_Aim of the task_: Write out each line of the listing as it stands, without the images.
►
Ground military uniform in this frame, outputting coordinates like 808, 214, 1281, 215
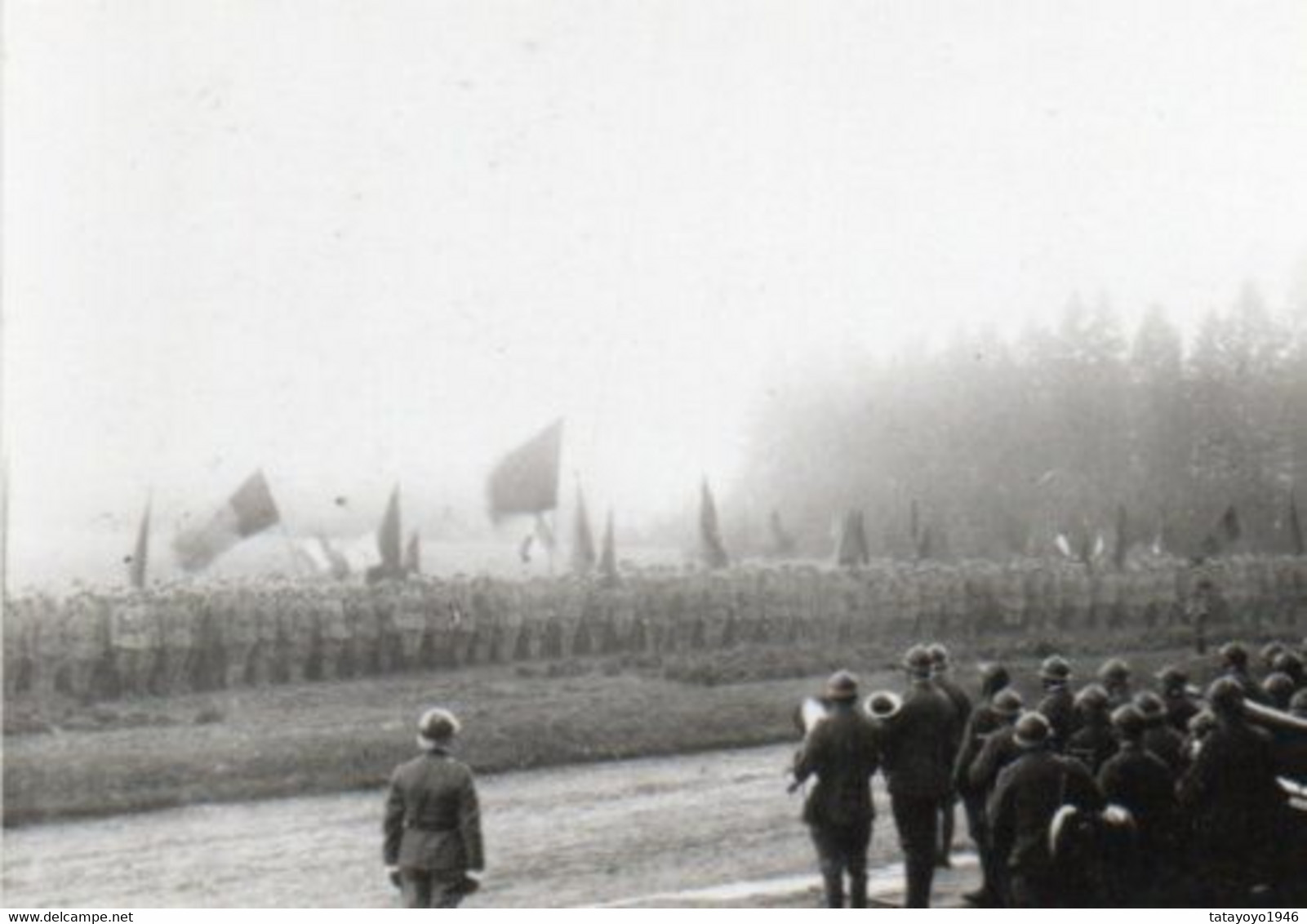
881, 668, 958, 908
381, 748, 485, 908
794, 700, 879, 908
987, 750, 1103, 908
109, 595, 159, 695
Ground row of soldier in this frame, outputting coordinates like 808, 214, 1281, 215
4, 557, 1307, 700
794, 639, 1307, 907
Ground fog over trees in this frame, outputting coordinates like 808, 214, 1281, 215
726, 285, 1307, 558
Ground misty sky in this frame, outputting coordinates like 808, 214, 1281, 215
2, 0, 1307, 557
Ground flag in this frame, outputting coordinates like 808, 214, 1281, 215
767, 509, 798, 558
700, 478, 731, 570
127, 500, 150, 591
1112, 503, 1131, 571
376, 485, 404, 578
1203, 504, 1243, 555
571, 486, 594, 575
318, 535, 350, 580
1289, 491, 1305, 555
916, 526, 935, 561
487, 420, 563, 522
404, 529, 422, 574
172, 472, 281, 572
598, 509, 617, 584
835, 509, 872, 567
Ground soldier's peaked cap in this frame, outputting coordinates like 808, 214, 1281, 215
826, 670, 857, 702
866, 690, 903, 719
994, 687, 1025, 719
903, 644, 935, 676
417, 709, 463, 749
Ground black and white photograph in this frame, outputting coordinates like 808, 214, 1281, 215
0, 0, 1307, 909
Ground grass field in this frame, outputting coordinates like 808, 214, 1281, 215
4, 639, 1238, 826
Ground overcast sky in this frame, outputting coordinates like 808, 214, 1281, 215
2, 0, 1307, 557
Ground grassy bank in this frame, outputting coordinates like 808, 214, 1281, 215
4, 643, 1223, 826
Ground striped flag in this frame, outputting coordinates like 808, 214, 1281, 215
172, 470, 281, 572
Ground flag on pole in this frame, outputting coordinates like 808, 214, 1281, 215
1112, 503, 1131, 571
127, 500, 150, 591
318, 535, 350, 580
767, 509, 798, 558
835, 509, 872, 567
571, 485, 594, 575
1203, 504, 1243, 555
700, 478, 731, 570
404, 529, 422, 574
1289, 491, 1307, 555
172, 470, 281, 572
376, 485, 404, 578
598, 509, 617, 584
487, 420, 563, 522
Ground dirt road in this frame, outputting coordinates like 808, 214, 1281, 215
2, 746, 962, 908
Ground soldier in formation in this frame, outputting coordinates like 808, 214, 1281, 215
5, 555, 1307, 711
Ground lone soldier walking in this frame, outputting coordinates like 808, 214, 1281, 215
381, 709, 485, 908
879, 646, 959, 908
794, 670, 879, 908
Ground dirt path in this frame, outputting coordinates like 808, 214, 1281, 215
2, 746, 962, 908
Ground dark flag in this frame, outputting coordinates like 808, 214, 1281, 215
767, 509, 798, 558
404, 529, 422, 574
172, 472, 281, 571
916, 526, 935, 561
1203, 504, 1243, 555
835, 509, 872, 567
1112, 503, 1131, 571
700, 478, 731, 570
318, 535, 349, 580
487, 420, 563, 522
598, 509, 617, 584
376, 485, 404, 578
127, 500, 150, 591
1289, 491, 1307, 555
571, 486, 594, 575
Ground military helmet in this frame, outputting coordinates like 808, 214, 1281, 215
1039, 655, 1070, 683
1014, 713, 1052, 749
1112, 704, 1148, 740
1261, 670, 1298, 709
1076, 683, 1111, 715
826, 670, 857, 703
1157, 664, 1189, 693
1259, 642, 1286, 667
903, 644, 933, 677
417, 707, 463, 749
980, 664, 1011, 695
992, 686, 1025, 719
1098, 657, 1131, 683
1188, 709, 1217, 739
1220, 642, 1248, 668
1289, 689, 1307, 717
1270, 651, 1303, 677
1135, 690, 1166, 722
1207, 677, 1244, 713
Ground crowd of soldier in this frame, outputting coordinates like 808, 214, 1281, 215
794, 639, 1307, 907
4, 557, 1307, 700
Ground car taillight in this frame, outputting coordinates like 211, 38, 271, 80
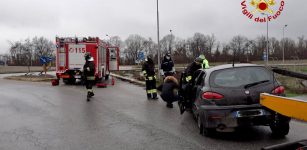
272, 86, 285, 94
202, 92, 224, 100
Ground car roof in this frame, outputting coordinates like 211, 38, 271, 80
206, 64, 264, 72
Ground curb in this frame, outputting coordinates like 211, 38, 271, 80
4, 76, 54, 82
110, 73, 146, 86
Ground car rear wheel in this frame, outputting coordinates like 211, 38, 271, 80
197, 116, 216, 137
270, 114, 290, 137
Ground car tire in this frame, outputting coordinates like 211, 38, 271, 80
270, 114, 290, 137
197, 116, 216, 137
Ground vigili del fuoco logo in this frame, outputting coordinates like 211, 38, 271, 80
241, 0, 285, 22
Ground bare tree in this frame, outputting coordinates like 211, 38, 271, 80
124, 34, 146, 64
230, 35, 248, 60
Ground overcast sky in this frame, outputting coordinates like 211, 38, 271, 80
◄
_Reply to the task_:
Ground military uniform in this frame, outputting coordinates like 808, 214, 1281, 215
881, 668, 958, 908
381, 748, 485, 908
794, 700, 879, 908
987, 750, 1103, 908
109, 595, 159, 695
Ground row of soldier in this frame, outputting coordinates like 808, 214, 1281, 215
4, 557, 1307, 700
794, 639, 1307, 907
Ground fog over trees in this frame, outputting coordinates like 808, 214, 1281, 215
726, 285, 1307, 558
Ground misty sky in this frame, outputting coordinates like 808, 214, 1281, 215
2, 0, 1307, 557
Ground flag in this frame, outputting coordinates like 808, 214, 1281, 215
767, 509, 798, 558
700, 478, 731, 570
127, 500, 150, 591
1112, 503, 1131, 571
376, 485, 404, 578
1203, 504, 1243, 555
571, 486, 594, 575
318, 535, 350, 580
1289, 491, 1305, 555
916, 526, 935, 561
487, 420, 563, 522
404, 529, 422, 574
172, 472, 281, 572
598, 509, 617, 584
835, 509, 872, 567
Ground soldier's peaked cap in this frame, outputting coordinates like 808, 214, 1281, 215
826, 670, 857, 702
866, 690, 903, 719
994, 687, 1025, 719
903, 644, 935, 676
417, 709, 463, 749
Ground black and white photograph in this frame, outputting coordinates like 808, 214, 1281, 215
0, 0, 1307, 909
Ground grass field in this frame, outputting coordinates like 808, 214, 1281, 215
4, 639, 1238, 826
Ground overcast sky in this frame, outputting coordinates like 808, 214, 1281, 215
2, 0, 1307, 557
Ground grassy bank in this frame, outputting coordinates like 808, 214, 1281, 215
4, 643, 1223, 826
Ground striped flag in this frame, outputting coordinates like 808, 214, 1281, 215
172, 470, 281, 572
Ground flag on pole in this frame, outputting coordinates like 808, 214, 1281, 215
1112, 503, 1131, 571
127, 500, 150, 591
318, 535, 350, 580
767, 509, 798, 558
835, 509, 872, 567
571, 485, 594, 575
1203, 504, 1243, 555
700, 478, 731, 570
404, 529, 422, 574
1289, 491, 1307, 555
172, 470, 281, 572
376, 485, 404, 578
598, 509, 617, 584
487, 420, 563, 522
Ground dirt road in this frame, outputting coordinates like 808, 214, 1281, 215
2, 746, 962, 908
Ground soldier in formation in this frame, outputting coordinates like 808, 214, 1281, 215
5, 555, 1307, 711
Ground lone soldier walking in this frame, outputting coordinates like 808, 214, 1281, 215
381, 709, 485, 908
879, 646, 959, 908
794, 670, 879, 908
Ground dirt path in this frame, outputting coordinates like 808, 214, 1281, 215
2, 746, 962, 908
Ground dark flag in this frame, outputting coordinates like 808, 214, 1281, 215
767, 509, 798, 558
404, 529, 422, 574
172, 472, 281, 571
916, 526, 935, 561
1203, 504, 1243, 555
835, 509, 872, 567
1112, 503, 1131, 571
700, 478, 731, 570
318, 535, 349, 580
487, 420, 563, 522
598, 509, 617, 584
376, 485, 404, 578
127, 500, 150, 591
1289, 491, 1307, 555
571, 486, 594, 575
Ground military helmet in this frame, outputting coordinates like 808, 214, 1281, 215
1039, 655, 1070, 683
1014, 713, 1052, 749
1112, 704, 1148, 740
1261, 670, 1298, 709
1076, 683, 1111, 715
826, 670, 857, 703
1157, 664, 1189, 693
1259, 642, 1286, 667
903, 644, 933, 677
417, 707, 463, 749
980, 664, 1011, 695
992, 686, 1025, 719
1098, 657, 1131, 683
1188, 709, 1217, 739
1220, 642, 1248, 668
1289, 689, 1307, 717
1270, 651, 1303, 677
1135, 690, 1166, 722
1207, 677, 1244, 713
Ground crowd of soldier in this frame, outputting coordinates like 808, 214, 1281, 215
794, 639, 1307, 907
4, 557, 1307, 700
Ground car taillight in this frame, outputting coordinates like 211, 38, 271, 80
272, 86, 285, 94
202, 92, 224, 100
Ground car roof in this frame, outputting coordinates like 211, 38, 271, 80
206, 64, 264, 72
Ground curb in this frame, outputting coordinates like 211, 38, 271, 80
4, 76, 54, 82
110, 73, 146, 86
Ground car rear wheel in this frame, outputting coordinates like 211, 38, 271, 80
197, 116, 216, 137
270, 114, 290, 137
Ground car tire in this frame, outputting coordinates like 211, 38, 271, 80
270, 114, 290, 137
197, 116, 216, 137
Ground vigili del fuoco logo in this frame, outputting coordinates like 211, 38, 271, 80
241, 0, 285, 22
Ground bare tree in this frame, outputting coordinates like 211, 38, 271, 80
124, 34, 146, 64
230, 35, 248, 60
Ground overcast sky in this frame, outputting coordinates like 211, 38, 271, 80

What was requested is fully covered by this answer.